* _To be done_
Retype every line of the listing below without any changes, leaving out the pictures.

:::::

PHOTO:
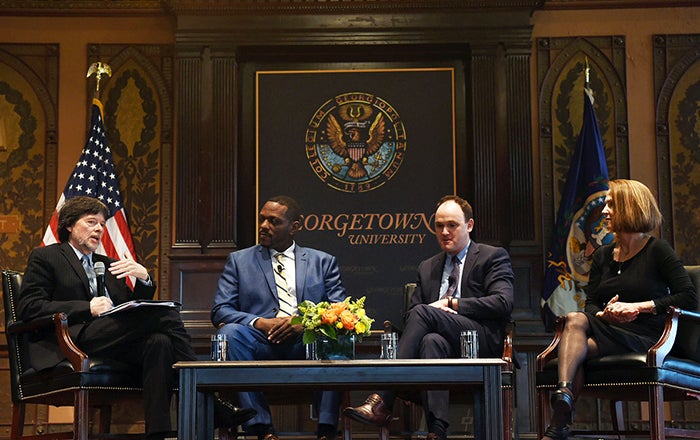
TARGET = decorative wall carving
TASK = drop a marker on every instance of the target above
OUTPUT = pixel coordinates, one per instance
(28, 147)
(677, 88)
(560, 67)
(139, 121)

:::::

* _Answer for this exercise_
PHOTO:
TARGET = decorative wall carving
TASK = drop a marker on every instance of the target above
OUTPUT = pixel coordinates, one per instance
(28, 147)
(677, 88)
(560, 67)
(139, 121)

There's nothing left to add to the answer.